Grandma was telling her little grand-daughter about her own childhood:  "We used to skate outside on a pond.  I had a swing made from a tire; it hung from a tree in our front yard.  We rode our pony.  We picked wild raspberries in the woods."  The little girl was wide-eyed, taking this in.  At last she said, "I sure wish I'd gotten to know you sooner!"

Age

My youngest son asked me how old I was.  I answered, "39 and holding."  He thought for a moment and then asked, "And how old would you be if you let go?"

Today’s Stock Market Report:

Helium was up.
Feathers were down.
Paper was stationary.
Fluorescent tubing was dimmed in light trading.
Knives were up sharply.
Cows steered into a bull market.
Pencils lost a few points.
Hiking equipment was trailing.
Elevators rose, while escalators continued their slow decline.
Light switches were off.
Mining equipment hit rock bottom.
Diapers remain unchanged.
Shipping lines stayed at an even keel.
The market for raisins dried up.
Coca Cola fizzled.
Caterpillar stock inched up a bit.
Balloon prices were inflated.
And batteries exploded in an attempt to recharge the market.

Today’s Thought


The trouble with bucket seats is that not everybody has the same size bucket.

TASKS FOR THIS EXERCISE:
A - Reproduce the stretch of the joke collection from "Hiking equipment was" through "recharge the market.".
B - Do these statements agree with the joke collection? Answer yes or no for each, and quote the words of the text that decide it. (i) The grandmother had a swing made from a tire in her front yard. (ii) Diapers went up in the stock market report. (iii) Escalators rose in the stock market report.
The entries that follow the joke collection come from a different source.

DATA ENTRIES:
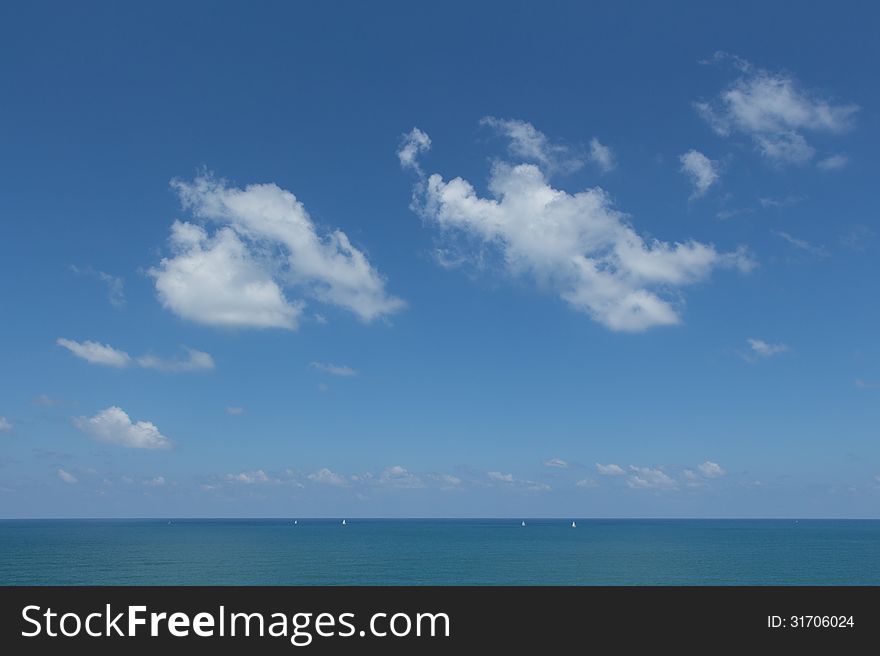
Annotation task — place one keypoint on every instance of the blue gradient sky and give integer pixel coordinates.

---

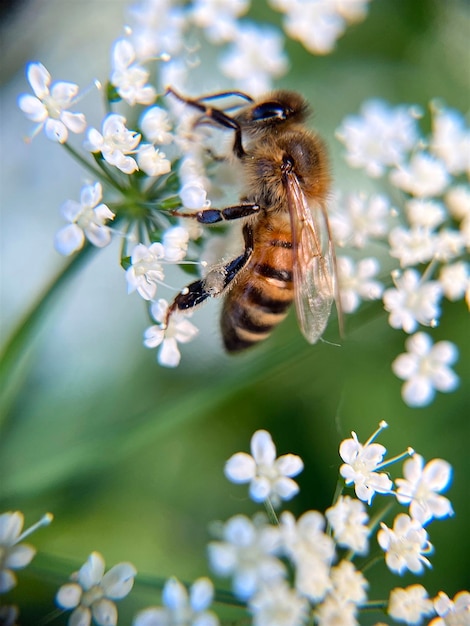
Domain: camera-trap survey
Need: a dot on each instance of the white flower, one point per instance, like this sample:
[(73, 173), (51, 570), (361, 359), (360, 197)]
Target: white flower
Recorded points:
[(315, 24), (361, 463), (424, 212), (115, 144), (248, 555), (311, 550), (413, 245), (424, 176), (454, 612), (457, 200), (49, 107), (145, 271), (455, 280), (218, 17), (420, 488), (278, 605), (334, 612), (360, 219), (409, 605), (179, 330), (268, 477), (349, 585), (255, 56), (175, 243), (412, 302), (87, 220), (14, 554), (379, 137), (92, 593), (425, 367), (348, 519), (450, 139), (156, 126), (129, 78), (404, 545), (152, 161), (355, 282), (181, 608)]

TASK RESPONSES:
A -
Hiking equipment was trailing.
Elevators rose, while escalators continued their slow decline.
Light switches were off.
Mining equipment hit rock bottom.
Diapers remain unchanged.
Shipping lines stayed at an even keel.
The market for raisins dried up.
Coca Cola fizzled.
Caterpillar stock inched up a bit.
Balloon prices were inflated.
And batteries exploded in an attempt to recharge the market.

B -
(i) Yes: "I had a swing made from a tire; it hung from a tree in our front yard."
(ii) No: "Diapers remain unchanged."
(iii) No: "Elevators rose, while escalators continued their slow decline."